**Requirement:**
Write out exactly the line containing "Locate every instance of the man with" along with each line that follows it in the records below, and no others.
-----
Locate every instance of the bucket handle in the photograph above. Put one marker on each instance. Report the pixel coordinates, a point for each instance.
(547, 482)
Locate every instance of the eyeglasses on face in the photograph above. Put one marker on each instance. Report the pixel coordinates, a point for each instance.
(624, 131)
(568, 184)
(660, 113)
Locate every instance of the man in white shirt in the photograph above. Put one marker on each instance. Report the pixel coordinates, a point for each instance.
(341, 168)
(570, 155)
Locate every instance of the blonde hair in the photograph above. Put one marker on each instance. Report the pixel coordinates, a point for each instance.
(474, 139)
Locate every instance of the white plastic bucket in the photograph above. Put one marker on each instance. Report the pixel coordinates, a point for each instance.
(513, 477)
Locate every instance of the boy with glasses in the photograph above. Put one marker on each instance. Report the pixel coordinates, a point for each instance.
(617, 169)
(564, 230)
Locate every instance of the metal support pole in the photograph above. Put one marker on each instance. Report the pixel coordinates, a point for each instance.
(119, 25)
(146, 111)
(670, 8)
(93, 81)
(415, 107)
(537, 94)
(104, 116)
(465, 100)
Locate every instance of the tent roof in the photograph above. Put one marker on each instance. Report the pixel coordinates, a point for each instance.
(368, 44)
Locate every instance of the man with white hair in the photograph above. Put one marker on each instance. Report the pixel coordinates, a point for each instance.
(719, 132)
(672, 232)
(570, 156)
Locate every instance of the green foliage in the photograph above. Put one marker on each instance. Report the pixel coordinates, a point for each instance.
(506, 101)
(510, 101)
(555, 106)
-----
**The answer:**
Locate every instance of the man with white hair in the photograph above. Put one marker on each instance. Report the pixel coordinates, a point for each instance.
(719, 132)
(672, 232)
(570, 156)
Locate every instance of the green foliage in the photograph above. Put one marker on each instance. Report the pixel coordinates, a point for each instance.
(506, 101)
(510, 101)
(555, 106)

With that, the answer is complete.